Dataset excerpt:
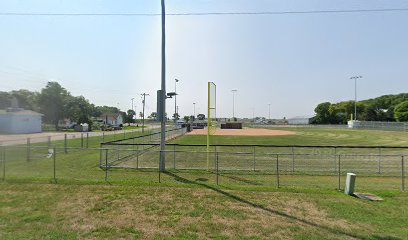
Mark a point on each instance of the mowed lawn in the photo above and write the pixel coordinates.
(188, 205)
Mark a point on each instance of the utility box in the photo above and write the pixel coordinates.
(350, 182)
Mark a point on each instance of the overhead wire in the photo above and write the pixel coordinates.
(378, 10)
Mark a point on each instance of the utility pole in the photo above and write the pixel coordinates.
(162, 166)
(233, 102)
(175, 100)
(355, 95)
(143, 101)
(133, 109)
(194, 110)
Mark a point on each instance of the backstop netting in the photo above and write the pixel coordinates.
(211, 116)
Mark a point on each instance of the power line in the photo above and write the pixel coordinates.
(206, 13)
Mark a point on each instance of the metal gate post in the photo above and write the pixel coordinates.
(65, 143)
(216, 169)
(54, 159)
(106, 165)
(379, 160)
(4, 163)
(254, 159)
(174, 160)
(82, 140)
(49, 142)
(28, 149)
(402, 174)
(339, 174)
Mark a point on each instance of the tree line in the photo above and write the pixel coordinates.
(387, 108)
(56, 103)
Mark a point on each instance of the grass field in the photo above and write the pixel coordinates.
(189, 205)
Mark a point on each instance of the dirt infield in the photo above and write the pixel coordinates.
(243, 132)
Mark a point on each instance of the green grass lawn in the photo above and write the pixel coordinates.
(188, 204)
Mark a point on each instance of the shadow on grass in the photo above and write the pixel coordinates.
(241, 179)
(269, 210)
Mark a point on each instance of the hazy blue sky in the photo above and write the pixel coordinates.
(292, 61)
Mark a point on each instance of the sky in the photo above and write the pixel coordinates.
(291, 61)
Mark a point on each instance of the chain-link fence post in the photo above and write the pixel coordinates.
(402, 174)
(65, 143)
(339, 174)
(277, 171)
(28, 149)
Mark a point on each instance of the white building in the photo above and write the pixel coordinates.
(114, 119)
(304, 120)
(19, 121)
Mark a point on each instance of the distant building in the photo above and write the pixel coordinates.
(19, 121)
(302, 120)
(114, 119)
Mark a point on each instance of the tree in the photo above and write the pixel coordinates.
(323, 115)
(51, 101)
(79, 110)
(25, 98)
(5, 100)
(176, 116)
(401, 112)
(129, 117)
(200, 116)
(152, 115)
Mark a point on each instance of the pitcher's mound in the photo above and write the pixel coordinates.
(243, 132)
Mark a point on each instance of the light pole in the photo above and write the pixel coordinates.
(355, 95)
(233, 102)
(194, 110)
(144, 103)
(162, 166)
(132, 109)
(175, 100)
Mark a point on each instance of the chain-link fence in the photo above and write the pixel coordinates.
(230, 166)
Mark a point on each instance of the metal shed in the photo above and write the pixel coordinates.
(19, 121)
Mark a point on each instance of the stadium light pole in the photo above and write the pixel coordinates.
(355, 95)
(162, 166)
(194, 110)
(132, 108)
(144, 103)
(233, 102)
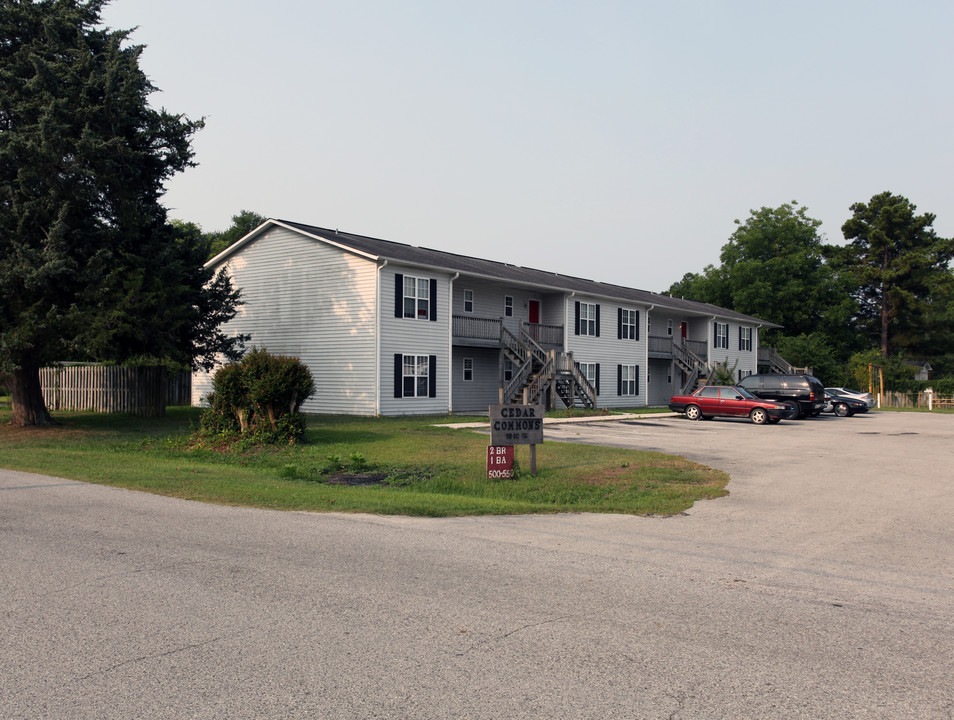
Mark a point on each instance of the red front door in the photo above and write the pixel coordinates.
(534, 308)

Exercise aim:
Your task is to repeat the data above exactly while excluding the pictures.

Task response:
Mark a point on each instance of the mowed lawn in the photo above and write the pixel coordinates.
(188, 205)
Mark a point on each instance of the utility box in the photo above and write the pixel coordinates.
(350, 182)
Mark a point on each instance of the overhead wire in the photo above and write the pixel coordinates.
(378, 10)
Mark a point on each instance of the utility pole in the photo above and write the pixel coordinates.
(162, 166)
(233, 102)
(175, 100)
(355, 95)
(143, 101)
(133, 109)
(194, 110)
Mark a point on each instance of the backstop netting in the photo above and write the pixel coordinates.
(211, 116)
Mark a point on each instance of the power line in the photo above and write the pixel coordinates.
(206, 13)
Mark a point on each instance of the metal gate post in the photo above and write the pixel coordinates.
(65, 143)
(216, 169)
(54, 159)
(106, 165)
(379, 160)
(4, 163)
(254, 159)
(174, 160)
(82, 140)
(49, 142)
(28, 149)
(402, 174)
(339, 174)
Mark a point on each instance of the tree line in the photo above and write the pixel coordinates.
(387, 108)
(56, 103)
Mark a point on each instance of the grass field in the photo above and write the pixel coordinates.
(189, 205)
Mark a point on each instance of the dirt infield in the photo above and write the pixel coordinates.
(243, 132)
Mark a point on each instance of the green grass lawn in the photo above and write the pixel coordinates.
(188, 204)
Mark a point on each instance of the shadow on grass in the photo above and write the pixel coordinates.
(241, 179)
(269, 210)
Mark a point on each instance of the hazy blue sky in the photo above and write the pixel coordinates.
(292, 61)
Mark a point on each instance of the sky in the photo above and write the pixel coordinates.
(291, 61)
Mark a point on each instance of the chain-link fence post in the photo above and write the pixel coordinates.
(402, 174)
(65, 143)
(339, 174)
(277, 171)
(28, 149)
Mark a point on each instance of the white building in the photo above and write the pixel coordinates.
(114, 119)
(304, 120)
(19, 121)
Mark a point on each instance of the distant building in the photo above and write the pixel coordinates.
(19, 121)
(302, 120)
(114, 119)
Mark a point on each instance of the tree in the photo above and write the pixel coordinates.
(323, 115)
(51, 101)
(79, 110)
(25, 98)
(5, 100)
(176, 116)
(401, 112)
(129, 117)
(200, 116)
(152, 115)
Mark a point on each instance of the pitcher's mound in the photo above and write the pixel coordinates.
(243, 132)
Mark a point on each instance of the light pole in the photo above and write the pixel coordinates.
(355, 95)
(233, 102)
(194, 110)
(144, 103)
(162, 166)
(132, 109)
(175, 100)
Mark a point on each instance of the chain-link fence in the photo above and write the pixel coordinates.
(230, 166)
Mark a point on each instance of the metal shed in the photo above and write the pixel coordinates.
(19, 121)
Mark a point on each instance of the stadium light pole in the photo above and write the pixel coordinates.
(355, 95)
(162, 166)
(194, 110)
(132, 108)
(144, 103)
(233, 102)
Mark a point on each instance of the red front door in the photo above and write the pixel coordinates.
(534, 308)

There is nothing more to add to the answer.